Directions for this task:
Write out each line below precisely, passing over the pictures.

[Start of Attachment]

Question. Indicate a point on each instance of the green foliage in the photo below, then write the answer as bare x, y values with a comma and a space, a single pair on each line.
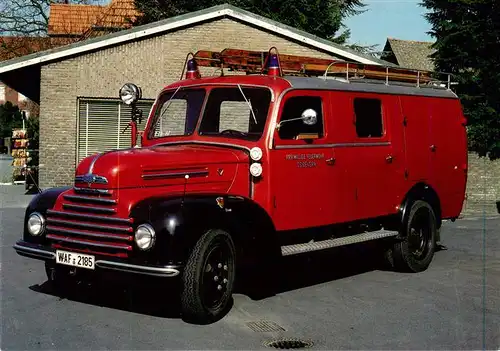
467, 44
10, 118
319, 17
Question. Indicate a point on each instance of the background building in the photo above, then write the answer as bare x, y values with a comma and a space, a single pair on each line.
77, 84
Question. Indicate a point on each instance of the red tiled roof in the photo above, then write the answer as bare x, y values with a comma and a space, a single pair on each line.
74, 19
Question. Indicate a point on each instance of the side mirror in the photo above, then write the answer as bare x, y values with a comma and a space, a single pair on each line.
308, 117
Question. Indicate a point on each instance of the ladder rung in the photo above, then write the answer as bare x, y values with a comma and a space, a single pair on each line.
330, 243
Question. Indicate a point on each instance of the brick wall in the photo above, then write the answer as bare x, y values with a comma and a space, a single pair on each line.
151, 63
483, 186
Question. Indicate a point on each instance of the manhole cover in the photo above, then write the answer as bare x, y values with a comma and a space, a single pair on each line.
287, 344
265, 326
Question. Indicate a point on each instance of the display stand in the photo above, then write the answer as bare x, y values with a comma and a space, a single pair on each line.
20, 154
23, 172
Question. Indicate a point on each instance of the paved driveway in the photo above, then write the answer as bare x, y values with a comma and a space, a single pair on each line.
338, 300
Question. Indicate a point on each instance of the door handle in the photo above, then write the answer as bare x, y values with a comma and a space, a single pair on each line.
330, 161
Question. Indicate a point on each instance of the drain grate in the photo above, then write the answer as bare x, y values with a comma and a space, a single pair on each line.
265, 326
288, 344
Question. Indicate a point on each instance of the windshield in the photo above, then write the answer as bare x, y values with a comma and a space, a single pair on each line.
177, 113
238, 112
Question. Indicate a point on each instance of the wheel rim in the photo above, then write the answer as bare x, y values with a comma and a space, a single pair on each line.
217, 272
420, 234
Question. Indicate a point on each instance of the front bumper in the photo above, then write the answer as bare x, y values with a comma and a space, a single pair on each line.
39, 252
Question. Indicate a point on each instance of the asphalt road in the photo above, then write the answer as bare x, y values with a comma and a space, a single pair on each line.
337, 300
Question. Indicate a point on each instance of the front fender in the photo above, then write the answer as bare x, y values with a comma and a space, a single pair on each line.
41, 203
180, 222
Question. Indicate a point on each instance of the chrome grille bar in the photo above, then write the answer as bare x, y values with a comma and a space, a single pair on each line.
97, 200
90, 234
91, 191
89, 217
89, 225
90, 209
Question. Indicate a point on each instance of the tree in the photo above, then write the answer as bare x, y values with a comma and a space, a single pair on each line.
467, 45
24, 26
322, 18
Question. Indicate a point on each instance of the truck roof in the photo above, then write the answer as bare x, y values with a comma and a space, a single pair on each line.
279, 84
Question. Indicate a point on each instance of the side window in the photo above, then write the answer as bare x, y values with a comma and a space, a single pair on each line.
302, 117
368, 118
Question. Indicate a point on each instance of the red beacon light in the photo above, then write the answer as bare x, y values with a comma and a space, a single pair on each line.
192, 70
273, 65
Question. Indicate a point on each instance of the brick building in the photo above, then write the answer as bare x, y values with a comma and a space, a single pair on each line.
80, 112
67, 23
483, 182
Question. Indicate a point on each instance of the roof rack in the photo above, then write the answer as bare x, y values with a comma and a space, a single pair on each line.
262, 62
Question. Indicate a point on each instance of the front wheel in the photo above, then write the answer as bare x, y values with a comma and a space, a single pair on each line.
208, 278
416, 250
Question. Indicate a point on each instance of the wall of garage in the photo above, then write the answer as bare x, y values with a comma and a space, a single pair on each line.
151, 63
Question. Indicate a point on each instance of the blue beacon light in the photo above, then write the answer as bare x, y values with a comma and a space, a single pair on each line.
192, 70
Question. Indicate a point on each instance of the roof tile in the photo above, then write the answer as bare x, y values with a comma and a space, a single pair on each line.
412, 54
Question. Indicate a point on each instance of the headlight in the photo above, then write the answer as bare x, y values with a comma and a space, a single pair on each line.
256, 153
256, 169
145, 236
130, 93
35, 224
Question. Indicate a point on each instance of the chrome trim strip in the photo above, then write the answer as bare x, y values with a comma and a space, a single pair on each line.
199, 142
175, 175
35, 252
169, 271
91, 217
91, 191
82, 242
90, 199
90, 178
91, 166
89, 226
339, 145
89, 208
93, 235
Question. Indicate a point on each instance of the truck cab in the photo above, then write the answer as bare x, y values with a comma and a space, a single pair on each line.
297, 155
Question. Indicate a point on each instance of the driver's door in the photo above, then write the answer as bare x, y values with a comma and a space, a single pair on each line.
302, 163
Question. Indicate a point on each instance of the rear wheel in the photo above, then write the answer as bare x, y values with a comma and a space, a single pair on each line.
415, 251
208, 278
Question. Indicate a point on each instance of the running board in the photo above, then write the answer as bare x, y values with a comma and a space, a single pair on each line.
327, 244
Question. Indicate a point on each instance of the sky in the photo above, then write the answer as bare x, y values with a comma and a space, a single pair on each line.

[End of Attachment]

Answer for the task:
Question. Indicate a point on each instance of the green foliage in the photo below, then write the answer as bare x, y values with a comma and a space, a single pair on each line.
467, 44
10, 118
319, 17
Question. Indicate a point on each instance of the background building in the photo above, then write the answer as bare x, y values with a comma and a space, a single pair on each line.
77, 84
Question. Indicate a point on each instance of the red tiled roof in the photo above, then write the answer as bare x, y values with a comma and a space, a single pair on each line.
74, 19
Question. Indicate a point on each instance of the side mirror in the photo above, then write the answer as bare x, y values with a comma and a space, a single pair on each line.
308, 117
Question. Indicate a point on each instance of the ladder rung in the photo above, then write the answer as bare x, y values with a comma and a space, a single pair on each line.
330, 243
Question. Indicate a point on each instance of the brick wall in the photo above, then write the answer as bare x, y values with a comma and a space, a single pair on each line.
151, 63
483, 186
Question. Indicate a point on each instance of the manhole cover in the photo above, then write the answer as bare x, y values with a comma and a space, a single pair on each line.
287, 344
265, 326
Question. Indicate a point on each instance of the display stand in the photo above, then write the answer as bare x, y values with a comma and a space, a single pair on each line.
20, 154
23, 172
Question. Indicate a point on each instance of the paved driveway in the photo above, then write the answer as bare x, y values with a comma and a space, a single pair on each line.
338, 300
Question. Indicate a point on each instance of the door handle in the photo above, then write the answer as bare x, y values with a comma and a space, a single pair on each line.
330, 161
Question. Indicate a point on each instance of the drain grate in the photo above, then write the answer as bare x, y values with a comma and a space, a single pair on each line.
265, 326
288, 344
Question. Indicate a point on each instance of the windshield in the photo above, then write the answer as bare x, y values with a comma and a space, a single pair on each line.
177, 113
238, 112
Question. Indicate a point on each instance of the wheel rim in the photo above, then write the answer as bare x, y values with a comma and a space, a single pair on each line.
217, 272
420, 234
Question. Indicate a point on each instance of the front bumper in the photo above, then write the answer as bare x, y values with a comma and a space, a single pair on each line.
39, 252
Question. Indicate a point on each instance of the asphalt road in the photo above, then write the answer as bare x, y values with a comma and a space, a single pair on each line.
337, 300
Question. Indicate a point on each instance of the front fender in the photo above, then write the answer as bare x, y values with a comma and a space, a single pair on each line.
41, 203
180, 222
Question. Indicate a point on each instance of the chrome grille bar in the photo above, then write the answer as bare x, y values with a comma and a space, a single pair on each line.
97, 200
90, 234
91, 191
89, 217
89, 225
90, 209
Question. Indicate a point on each instance of the tree in the photo above, then write the answer as bare x, y values with a comma and a space, a single pair on each line.
467, 45
24, 26
322, 18
Question. Indicate a point on each instance of the truck roof in the photo above, then write the answer as bare x, y values with a comma and a space, a single pair on each line.
279, 84
Question. Indicate a point on each instance of the side window in the photo above, then write the answer as bare x, y values with a comma and a space, a single pair on each line.
302, 117
368, 118
Question. Indicate a point on each instance of the red beacon light in the photo above, then write the answer as bare x, y values with a comma and a space, a single pair on each line.
192, 70
273, 65
Question. Indicate a point on each instance of the brick building in the photo above, then write the answer as bare x, y values with a comma and a space, a single pair on each line.
80, 112
67, 23
483, 182
Question. Indicate a point on each instance of the roof rack in the photo above, then write the answer as bare x, y values with a comma and a space, a single pair on each line.
262, 62
Question. Indicate a point on each instance of the front wheel in the photo above, then write the answer as bare x, y values with a comma and a space, a single pair on each line.
208, 278
416, 250
Question. Indicate a point on each instance of the wall of garage in the photo above, then write the answer as bare x, y values with a comma and a space, a single pair on each line.
151, 63
Question. Indicate a point on each instance of the blue beacon light in the photo above, then write the answer as bare x, y values with a comma and a space, a single pair on each line.
192, 70
Question. Indicate a point on each instance of the roof tile in the photo above, then write the answer as bare x, y values with a comma and a space, a single pair on each line.
412, 54
Question. Indicate a point on each instance of the headlight in the photo above, then write the answer as bare x, y values with a comma and a space, a single pair on each line.
256, 153
256, 169
145, 236
130, 93
35, 224
Question. Indicate a point on each instance of the chrome trim strip in the photo above, then write the answer as bare x, y values with a comma and a space, a single pair on each line.
199, 142
175, 175
35, 252
169, 271
91, 217
91, 191
82, 242
90, 199
90, 178
91, 166
89, 226
339, 145
89, 208
93, 235
Question. Indicate a point on each instance of the truck cab in the photo above, then write the answer as bare x, y values with a comma and a space, a single pair on each line.
297, 155
Question. Indicate a point on each instance of the driver's door in the photo above, then write the answer as bare x, y values with a comma and a space, a single pair on each line.
302, 163
Question. Indicate a point on each instance of the rear wheel in the photo above, then write the answer as bare x, y values with a comma and a space, a single pair on each line.
415, 251
208, 278
Question. Indicate a point on each instance of the running board in the photo above, then write the answer as bare x, y values with a comma and a space, a single pair on each line.
327, 244
Question. Indicate a point on each instance of the sky in the photo above, then write the answer as bare x, y values with a comma and a space, a single pair on each line.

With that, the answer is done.